* BEGIN *

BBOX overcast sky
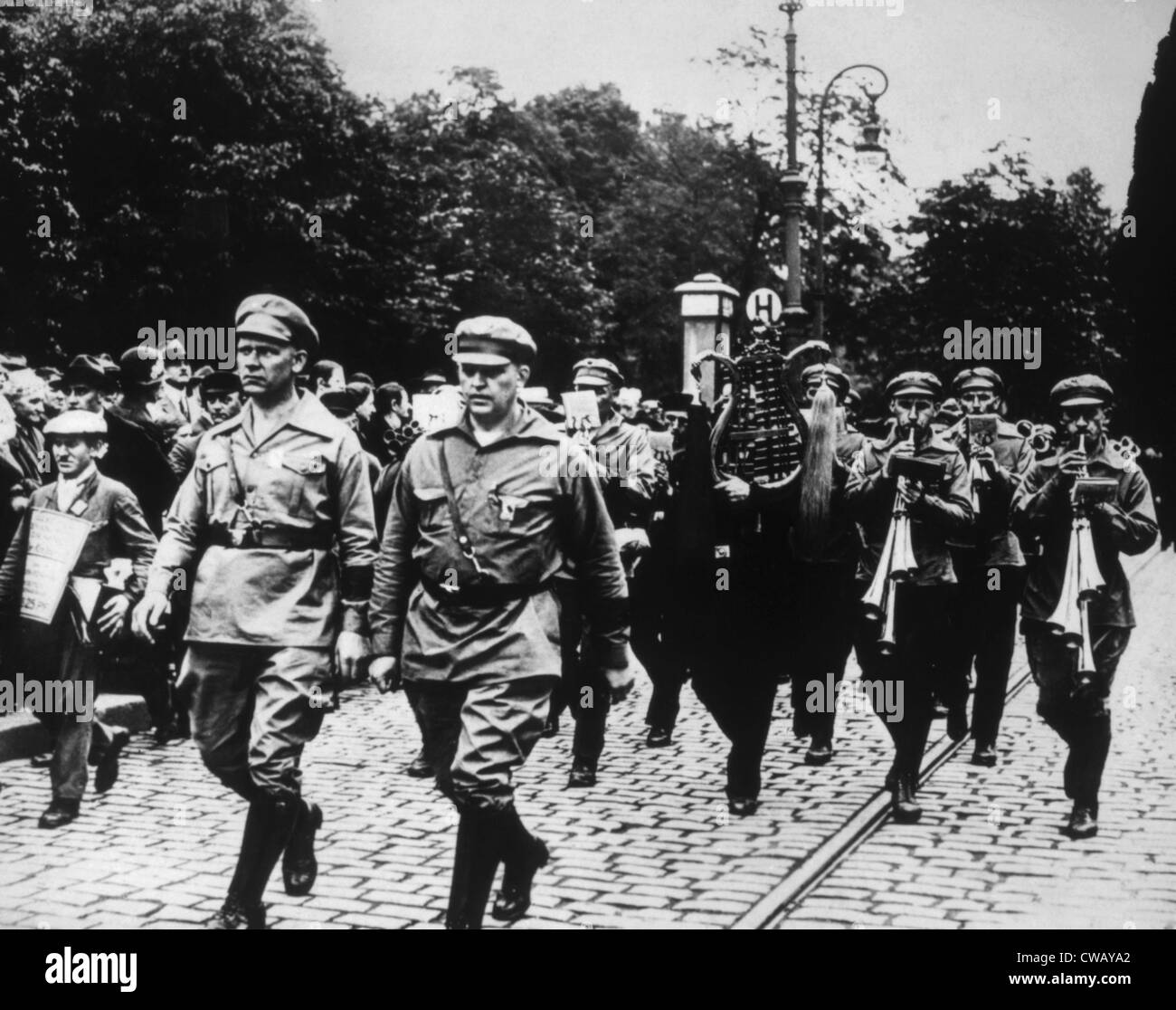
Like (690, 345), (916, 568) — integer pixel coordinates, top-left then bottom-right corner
(309, 0), (1176, 211)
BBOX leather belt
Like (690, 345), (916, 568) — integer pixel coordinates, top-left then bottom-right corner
(421, 575), (552, 610)
(208, 526), (336, 551)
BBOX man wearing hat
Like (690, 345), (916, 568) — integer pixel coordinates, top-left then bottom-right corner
(372, 316), (632, 929)
(167, 365), (243, 481)
(62, 355), (176, 536)
(134, 294), (376, 929)
(548, 357), (658, 787)
(785, 363), (866, 765)
(0, 411), (156, 827)
(62, 348), (177, 743)
(1012, 376), (1159, 838)
(112, 344), (187, 457)
(846, 372), (972, 823)
(944, 367), (1032, 767)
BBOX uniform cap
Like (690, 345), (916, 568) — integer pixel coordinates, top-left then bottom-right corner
(518, 386), (555, 407)
(119, 344), (160, 386)
(886, 372), (944, 400)
(1049, 376), (1114, 407)
(234, 294), (318, 355)
(572, 357), (624, 390)
(453, 316), (538, 367)
(801, 364), (849, 399)
(62, 355), (119, 390)
(952, 365), (1004, 396)
(44, 411), (106, 438)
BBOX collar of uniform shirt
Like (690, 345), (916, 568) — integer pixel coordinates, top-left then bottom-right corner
(426, 404), (560, 445)
(56, 461), (98, 512)
(233, 392), (342, 443)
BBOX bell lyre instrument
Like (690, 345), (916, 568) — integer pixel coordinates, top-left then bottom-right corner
(690, 328), (831, 493)
(855, 425), (918, 655)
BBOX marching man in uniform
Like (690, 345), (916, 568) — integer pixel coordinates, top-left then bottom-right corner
(134, 294), (376, 930)
(371, 317), (632, 929)
(846, 372), (972, 823)
(1012, 376), (1160, 838)
(945, 367), (1032, 767)
(0, 411), (156, 827)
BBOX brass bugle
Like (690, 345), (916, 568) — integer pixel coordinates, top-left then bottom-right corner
(878, 579), (898, 655)
(1077, 602), (1095, 681)
(862, 519), (895, 620)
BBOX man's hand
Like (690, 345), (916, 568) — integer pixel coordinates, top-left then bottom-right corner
(718, 477), (752, 505)
(98, 594), (130, 637)
(336, 631), (372, 684)
(368, 655), (400, 694)
(130, 592), (168, 642)
(604, 665), (638, 705)
(897, 477), (925, 508)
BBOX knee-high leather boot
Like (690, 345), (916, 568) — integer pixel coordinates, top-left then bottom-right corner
(209, 796), (301, 930)
(444, 809), (505, 929)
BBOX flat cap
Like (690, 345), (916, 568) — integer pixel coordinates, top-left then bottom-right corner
(44, 411), (106, 438)
(952, 365), (1004, 396)
(886, 372), (944, 400)
(119, 344), (162, 386)
(801, 363), (849, 399)
(518, 386), (555, 407)
(232, 294), (318, 355)
(196, 367), (242, 395)
(453, 316), (538, 367)
(1049, 376), (1114, 407)
(62, 355), (119, 390)
(572, 357), (624, 390)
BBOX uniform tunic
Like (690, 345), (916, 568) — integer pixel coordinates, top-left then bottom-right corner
(372, 406), (628, 681)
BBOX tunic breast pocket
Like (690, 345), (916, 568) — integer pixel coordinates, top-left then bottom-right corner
(271, 454), (329, 518)
(413, 487), (450, 532)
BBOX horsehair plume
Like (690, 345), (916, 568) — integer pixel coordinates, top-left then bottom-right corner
(796, 383), (838, 558)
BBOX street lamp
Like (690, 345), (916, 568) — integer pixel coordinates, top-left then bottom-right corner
(812, 63), (890, 340)
(674, 273), (738, 406)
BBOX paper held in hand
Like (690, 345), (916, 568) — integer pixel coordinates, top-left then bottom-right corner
(413, 387), (463, 432)
(564, 390), (600, 435)
(20, 509), (90, 624)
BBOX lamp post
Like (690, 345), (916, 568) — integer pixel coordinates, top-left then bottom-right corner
(813, 66), (890, 340)
(674, 273), (738, 406)
(780, 0), (808, 321)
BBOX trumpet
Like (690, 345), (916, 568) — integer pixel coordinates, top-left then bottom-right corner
(1046, 435), (1106, 686)
(862, 427), (918, 655)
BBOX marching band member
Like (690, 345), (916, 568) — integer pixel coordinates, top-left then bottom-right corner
(1012, 376), (1159, 838)
(789, 364), (866, 765)
(947, 367), (1032, 767)
(846, 372), (972, 823)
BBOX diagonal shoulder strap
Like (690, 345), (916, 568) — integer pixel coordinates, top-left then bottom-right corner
(438, 439), (483, 575)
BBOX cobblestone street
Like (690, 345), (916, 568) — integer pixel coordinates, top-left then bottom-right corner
(0, 552), (1176, 929)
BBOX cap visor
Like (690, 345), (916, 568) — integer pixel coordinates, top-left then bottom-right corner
(453, 351), (510, 368)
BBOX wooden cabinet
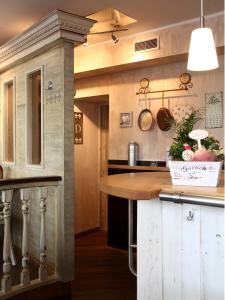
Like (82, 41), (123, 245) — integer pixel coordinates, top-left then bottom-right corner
(137, 199), (224, 300)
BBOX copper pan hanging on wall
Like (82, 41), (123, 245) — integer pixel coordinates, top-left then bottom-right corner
(156, 92), (173, 131)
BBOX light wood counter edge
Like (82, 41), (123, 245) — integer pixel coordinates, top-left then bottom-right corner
(98, 172), (224, 201)
(107, 164), (169, 172)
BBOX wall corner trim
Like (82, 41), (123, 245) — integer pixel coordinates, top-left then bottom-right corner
(0, 10), (96, 71)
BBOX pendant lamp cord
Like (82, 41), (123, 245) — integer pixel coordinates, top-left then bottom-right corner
(200, 0), (205, 28)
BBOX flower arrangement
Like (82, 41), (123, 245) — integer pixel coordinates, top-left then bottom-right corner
(169, 110), (224, 161)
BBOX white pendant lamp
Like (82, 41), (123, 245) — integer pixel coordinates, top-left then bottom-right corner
(187, 0), (219, 71)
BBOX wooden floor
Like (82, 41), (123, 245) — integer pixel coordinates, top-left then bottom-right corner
(71, 231), (137, 300)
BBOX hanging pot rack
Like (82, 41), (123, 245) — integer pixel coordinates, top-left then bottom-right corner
(136, 72), (193, 95)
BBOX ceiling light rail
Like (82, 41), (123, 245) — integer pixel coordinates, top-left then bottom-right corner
(136, 73), (193, 95)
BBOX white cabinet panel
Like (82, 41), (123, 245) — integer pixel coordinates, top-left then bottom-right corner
(200, 206), (224, 300)
(182, 204), (201, 300)
(137, 199), (224, 300)
(137, 200), (163, 300)
(162, 202), (182, 300)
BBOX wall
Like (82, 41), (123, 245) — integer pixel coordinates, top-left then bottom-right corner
(75, 14), (224, 160)
(74, 12), (224, 73)
(76, 56), (224, 160)
(74, 101), (100, 233)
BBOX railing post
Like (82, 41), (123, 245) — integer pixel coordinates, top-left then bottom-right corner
(2, 190), (12, 293)
(20, 189), (30, 285)
(39, 188), (48, 280)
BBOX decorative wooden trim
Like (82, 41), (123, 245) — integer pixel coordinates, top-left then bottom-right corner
(2, 77), (16, 166)
(25, 65), (44, 169)
(0, 10), (96, 69)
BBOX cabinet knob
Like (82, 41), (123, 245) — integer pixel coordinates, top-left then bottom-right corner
(187, 210), (194, 221)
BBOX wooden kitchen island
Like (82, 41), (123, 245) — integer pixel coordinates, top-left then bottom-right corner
(99, 172), (224, 300)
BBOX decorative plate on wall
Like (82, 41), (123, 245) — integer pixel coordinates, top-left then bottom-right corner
(172, 104), (193, 123)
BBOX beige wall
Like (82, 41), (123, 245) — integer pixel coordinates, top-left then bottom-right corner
(74, 101), (100, 233)
(75, 14), (224, 160)
(76, 56), (224, 160)
(74, 12), (224, 73)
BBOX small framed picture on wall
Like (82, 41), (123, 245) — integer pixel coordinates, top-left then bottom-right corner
(74, 112), (83, 145)
(120, 112), (133, 127)
(205, 92), (223, 128)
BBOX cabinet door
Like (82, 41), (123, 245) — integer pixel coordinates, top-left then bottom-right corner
(200, 206), (224, 300)
(138, 199), (224, 300)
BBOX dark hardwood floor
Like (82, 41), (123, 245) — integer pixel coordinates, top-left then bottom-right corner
(71, 231), (137, 300)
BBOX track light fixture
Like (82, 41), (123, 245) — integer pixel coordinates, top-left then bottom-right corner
(112, 32), (119, 44)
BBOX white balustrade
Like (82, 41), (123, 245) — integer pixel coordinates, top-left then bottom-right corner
(0, 176), (61, 299)
(20, 189), (30, 285)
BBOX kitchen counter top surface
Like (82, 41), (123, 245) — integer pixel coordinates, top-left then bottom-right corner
(99, 172), (224, 201)
(108, 164), (169, 172)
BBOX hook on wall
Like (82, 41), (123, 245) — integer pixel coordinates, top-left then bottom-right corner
(47, 80), (53, 91)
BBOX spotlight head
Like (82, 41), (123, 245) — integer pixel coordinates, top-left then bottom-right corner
(112, 32), (119, 44)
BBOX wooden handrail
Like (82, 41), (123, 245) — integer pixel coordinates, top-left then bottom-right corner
(0, 176), (62, 191)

* END *

* What you should do
Please rewrite only the part of the records that opens with the line containing "BBOX marching band member" and closes with the line containing "(0, 552), (1176, 929)", with "paved" substituted for "cobblestone" and everything else unchanged.

* Response below
BBOX marching band member
Like (690, 345), (916, 568) — integer pixel coordinates, top-left then bottom-right corner
(1012, 376), (1159, 838)
(789, 364), (866, 765)
(947, 367), (1032, 767)
(846, 372), (972, 823)
BBOX diagonal shoulder strap
Like (690, 345), (916, 568) — integer pixel coordinates, top-left then bottom-right corner
(438, 439), (483, 575)
BBOX paved street
Like (690, 345), (916, 568) — integer pixel coordinates, top-left then bottom-right corner
(0, 552), (1176, 929)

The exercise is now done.